Passage Block Start

Know Your Numbers Week 2026

Know Your Numbers Week 2026

Blood pressure is one of the clearest workplace wellbeing metrics to act on, yet many employees still do not know theirs. That is exactly why Know Your Numbers Week 2026 matters. For employers, it is a practical opportunity to run a visible, preventative campaign that gives people quick access to basic health checks during the working day – without turning it into an admin-heavy project.

For most organisations, the best approach is not a one-off awareness message. It is a simple on-site activity that removes friction and makes participation easy. If employees can complete a check in minutes, receive immediate results, and do it without booking an appointment, uptake is usually stronger.

What Know Your Numbers Week 2026 means at work

Know Your Numbers Week 2026 is well suited to workplace wellbeing because it focuses on measurable health data people can understand straight away. In practice, that usually means blood pressure first, then supporting metrics such as height, weight, BMI, pulse and body fat percentage.

Passage Block End

▶ _Instructions_
• a. Reproduce the section of the Know Your Numbers Week article starting at "For most organisations, the" and ending at "is usually stronger.".
• b. Take the Know Your Numbers Week article further, continuing from its final sentence.

Entries shown Block Start

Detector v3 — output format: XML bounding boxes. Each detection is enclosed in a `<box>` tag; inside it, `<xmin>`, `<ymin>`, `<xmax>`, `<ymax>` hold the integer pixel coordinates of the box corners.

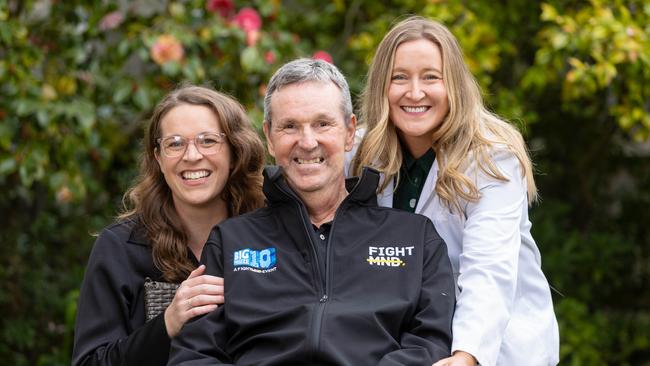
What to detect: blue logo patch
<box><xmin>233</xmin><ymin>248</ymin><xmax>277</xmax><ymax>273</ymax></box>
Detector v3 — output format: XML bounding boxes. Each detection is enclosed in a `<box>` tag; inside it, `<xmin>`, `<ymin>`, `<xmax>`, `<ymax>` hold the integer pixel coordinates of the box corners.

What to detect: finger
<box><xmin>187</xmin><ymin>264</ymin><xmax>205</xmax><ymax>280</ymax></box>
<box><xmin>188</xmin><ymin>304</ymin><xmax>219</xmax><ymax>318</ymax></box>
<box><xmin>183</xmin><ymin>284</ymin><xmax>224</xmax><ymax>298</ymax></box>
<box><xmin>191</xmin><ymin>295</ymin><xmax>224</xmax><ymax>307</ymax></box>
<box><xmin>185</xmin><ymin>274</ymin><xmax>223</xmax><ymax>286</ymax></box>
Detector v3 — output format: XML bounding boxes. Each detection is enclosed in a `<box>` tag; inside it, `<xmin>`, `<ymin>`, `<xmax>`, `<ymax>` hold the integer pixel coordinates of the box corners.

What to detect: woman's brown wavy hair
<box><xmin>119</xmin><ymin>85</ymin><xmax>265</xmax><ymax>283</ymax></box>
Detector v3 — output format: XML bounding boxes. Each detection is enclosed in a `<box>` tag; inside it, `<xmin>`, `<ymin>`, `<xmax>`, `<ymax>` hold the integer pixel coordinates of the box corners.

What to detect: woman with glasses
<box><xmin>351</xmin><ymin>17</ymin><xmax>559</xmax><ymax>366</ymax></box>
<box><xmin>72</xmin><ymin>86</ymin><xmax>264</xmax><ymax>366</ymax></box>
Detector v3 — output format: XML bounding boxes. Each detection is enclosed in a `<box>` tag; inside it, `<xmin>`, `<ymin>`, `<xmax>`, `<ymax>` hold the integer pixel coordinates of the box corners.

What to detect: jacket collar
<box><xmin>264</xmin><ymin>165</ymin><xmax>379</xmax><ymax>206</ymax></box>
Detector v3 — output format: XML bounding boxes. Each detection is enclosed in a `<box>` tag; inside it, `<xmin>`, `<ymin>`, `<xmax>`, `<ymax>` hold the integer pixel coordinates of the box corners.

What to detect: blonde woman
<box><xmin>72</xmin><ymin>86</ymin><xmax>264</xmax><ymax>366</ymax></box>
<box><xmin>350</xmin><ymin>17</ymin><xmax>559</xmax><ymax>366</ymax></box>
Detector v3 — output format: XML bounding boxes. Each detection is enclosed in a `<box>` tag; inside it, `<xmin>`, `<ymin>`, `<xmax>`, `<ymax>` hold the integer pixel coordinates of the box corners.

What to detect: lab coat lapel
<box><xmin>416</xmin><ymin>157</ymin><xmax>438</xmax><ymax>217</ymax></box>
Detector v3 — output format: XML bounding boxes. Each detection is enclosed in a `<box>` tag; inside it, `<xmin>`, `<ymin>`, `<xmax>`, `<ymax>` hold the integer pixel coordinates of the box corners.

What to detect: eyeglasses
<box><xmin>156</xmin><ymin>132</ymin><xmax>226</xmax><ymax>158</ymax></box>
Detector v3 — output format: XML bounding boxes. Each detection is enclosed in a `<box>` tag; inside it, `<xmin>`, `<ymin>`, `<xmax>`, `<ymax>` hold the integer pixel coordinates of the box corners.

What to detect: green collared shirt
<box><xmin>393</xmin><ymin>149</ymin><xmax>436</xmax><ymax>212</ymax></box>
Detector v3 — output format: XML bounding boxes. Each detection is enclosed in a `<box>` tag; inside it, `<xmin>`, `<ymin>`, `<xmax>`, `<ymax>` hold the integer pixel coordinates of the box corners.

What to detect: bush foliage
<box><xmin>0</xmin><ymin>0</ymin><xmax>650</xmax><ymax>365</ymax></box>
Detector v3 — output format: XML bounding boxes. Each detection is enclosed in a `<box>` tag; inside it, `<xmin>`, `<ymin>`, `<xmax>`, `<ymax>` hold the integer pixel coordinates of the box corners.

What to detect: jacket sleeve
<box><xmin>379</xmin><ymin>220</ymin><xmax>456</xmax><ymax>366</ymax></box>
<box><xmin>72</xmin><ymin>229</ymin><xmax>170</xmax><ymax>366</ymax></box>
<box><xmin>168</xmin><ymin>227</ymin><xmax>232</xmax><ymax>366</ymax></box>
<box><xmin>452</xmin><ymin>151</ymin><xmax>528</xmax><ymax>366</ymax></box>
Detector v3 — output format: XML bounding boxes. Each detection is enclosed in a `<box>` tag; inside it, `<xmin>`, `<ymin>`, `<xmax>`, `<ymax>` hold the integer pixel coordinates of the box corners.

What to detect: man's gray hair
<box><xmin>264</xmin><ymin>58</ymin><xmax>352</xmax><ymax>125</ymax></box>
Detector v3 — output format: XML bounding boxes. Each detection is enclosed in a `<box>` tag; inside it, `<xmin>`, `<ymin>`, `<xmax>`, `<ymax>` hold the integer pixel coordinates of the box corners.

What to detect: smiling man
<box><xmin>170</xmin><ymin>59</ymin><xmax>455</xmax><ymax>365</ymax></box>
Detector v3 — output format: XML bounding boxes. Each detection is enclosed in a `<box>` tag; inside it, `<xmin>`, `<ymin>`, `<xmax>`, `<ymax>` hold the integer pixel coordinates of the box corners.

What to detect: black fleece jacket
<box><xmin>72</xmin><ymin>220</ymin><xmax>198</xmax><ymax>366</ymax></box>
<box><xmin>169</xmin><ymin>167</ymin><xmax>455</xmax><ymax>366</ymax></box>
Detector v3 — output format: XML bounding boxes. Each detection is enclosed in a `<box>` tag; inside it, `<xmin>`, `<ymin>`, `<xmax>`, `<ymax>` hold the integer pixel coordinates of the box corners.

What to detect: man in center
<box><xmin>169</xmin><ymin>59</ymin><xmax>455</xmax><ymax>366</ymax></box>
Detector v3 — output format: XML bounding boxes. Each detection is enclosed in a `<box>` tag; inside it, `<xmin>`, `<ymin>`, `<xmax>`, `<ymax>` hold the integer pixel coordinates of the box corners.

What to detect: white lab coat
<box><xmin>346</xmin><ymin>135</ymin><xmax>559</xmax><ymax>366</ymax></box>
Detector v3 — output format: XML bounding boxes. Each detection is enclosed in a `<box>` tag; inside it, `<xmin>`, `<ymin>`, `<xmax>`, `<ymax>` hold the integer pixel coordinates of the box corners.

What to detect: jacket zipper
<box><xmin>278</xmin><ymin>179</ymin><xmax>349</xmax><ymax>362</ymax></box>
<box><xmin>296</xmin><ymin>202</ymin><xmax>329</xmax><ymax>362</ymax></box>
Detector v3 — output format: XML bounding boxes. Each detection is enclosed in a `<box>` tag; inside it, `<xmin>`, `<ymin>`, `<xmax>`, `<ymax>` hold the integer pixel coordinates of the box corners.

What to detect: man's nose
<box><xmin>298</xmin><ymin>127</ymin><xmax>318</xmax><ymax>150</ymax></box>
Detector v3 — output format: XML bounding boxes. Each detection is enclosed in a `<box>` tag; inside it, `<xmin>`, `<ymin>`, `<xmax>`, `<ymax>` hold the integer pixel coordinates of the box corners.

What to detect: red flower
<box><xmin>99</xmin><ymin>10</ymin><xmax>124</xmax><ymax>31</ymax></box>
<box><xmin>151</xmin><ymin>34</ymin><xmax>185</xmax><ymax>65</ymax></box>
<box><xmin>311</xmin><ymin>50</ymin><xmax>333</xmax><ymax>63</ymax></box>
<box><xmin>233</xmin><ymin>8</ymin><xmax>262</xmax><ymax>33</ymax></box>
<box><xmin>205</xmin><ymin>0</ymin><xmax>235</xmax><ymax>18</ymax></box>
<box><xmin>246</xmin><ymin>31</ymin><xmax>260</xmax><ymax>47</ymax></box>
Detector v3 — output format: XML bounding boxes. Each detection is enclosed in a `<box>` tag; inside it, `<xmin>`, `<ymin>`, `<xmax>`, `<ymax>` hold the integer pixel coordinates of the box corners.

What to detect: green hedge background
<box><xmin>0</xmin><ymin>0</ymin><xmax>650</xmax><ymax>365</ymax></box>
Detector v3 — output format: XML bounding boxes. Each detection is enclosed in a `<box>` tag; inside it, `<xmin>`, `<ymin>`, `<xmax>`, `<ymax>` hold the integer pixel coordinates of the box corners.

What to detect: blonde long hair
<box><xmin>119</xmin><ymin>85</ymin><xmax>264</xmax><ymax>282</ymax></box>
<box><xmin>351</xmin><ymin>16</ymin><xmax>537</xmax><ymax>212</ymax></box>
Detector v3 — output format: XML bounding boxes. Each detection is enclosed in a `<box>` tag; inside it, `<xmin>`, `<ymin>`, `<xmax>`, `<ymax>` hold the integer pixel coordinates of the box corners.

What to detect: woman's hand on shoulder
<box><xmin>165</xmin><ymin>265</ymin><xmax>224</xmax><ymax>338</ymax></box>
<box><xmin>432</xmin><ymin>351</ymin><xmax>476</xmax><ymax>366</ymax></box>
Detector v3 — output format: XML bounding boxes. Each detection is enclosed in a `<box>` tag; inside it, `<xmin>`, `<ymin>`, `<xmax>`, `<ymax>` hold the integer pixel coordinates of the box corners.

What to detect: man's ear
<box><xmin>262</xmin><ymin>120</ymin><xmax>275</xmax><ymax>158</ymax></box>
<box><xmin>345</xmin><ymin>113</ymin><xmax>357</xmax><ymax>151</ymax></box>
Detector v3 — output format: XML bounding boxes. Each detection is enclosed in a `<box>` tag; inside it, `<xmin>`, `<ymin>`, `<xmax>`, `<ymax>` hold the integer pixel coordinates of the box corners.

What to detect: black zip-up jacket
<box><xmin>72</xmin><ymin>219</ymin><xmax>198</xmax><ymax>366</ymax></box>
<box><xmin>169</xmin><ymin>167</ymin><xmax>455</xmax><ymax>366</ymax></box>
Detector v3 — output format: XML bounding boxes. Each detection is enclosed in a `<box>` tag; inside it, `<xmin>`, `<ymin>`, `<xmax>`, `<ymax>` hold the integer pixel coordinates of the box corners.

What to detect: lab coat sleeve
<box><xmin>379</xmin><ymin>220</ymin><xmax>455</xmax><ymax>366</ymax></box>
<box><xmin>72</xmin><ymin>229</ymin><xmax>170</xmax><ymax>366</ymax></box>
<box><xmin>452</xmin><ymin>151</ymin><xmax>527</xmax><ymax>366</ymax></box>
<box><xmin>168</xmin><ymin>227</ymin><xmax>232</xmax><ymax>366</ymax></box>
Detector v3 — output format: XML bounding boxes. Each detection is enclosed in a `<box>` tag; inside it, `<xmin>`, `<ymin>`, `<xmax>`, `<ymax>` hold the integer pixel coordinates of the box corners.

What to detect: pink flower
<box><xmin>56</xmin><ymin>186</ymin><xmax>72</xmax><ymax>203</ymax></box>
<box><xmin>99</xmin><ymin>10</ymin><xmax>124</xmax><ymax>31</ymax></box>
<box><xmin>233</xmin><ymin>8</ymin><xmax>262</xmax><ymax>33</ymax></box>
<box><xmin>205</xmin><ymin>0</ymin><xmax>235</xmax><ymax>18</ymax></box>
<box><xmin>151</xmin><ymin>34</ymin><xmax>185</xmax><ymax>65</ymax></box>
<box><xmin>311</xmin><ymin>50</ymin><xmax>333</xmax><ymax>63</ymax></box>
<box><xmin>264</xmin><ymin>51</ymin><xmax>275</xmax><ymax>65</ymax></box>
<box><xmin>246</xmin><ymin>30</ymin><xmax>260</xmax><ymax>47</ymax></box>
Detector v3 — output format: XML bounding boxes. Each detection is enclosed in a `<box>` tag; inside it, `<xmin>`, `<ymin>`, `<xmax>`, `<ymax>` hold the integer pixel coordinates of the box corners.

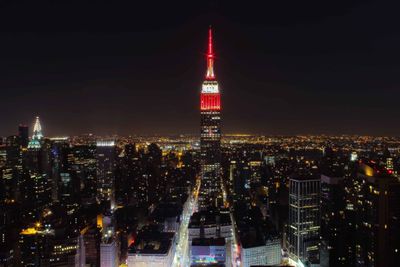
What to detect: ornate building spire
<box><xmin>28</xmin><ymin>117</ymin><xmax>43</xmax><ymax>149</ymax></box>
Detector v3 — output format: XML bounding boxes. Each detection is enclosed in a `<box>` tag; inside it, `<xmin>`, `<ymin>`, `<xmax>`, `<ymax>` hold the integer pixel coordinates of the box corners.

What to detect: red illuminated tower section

Entries shown Block End

▶ _Answers in order_
• a.
For most organisations, the best approach is not a one-off awareness message. It is a simple on-site activity that removes friction and makes participation easy. If employees can complete a check in minutes, receive immediate results, and do it without booking an appointment, uptake is usually stronger.

• b.
That combination works well because it turns a broad wellbeing message into something specific. Employees are not being asked to engage with an abstract campaign. They are being given a convenient way to check a few core numbers, understand what those numbers mean, and decide whether they need to take any follow-up action.

For HR and People teams, this also makes the week easier to deliver. A campaign built around quick health checks is clear, visible and easy to communicate across office-based, hybrid and multi-site teams.

How to run Know Your Numbers Week 2026 without creating extra admin

The main barrier to workplace screening is often logistics, not interest. If employees need to choose timeslots, travel off-site or wait for a clinician-led appointment, participation drops. That is why a self-serve model can work so well during Know Your Numbers Week 2026.

An on-site health screening kiosk gives employees access to core biometric checks in one place, usually in just a few minutes. They can step in during the working day, complete the assessment and receive instant printed results. From an employer point of view, the setup is straightforward. You need a suitable space, a standard power supply and a provider that can handle delivery, installation, maintenance and basic on-site guidance.

This is particularly useful for larger teams or sites where appointment-based screening would be difficult to manage. It allows more people to take part over the course of the day, without adding scheduling pressure to HR.

If you are planning a campaign around participation, this matters. The easier the process, the better the uptake. Our guide to Health Checks at Work, No Booking Needed covers why low-friction delivery tends to outperform more complicated formats.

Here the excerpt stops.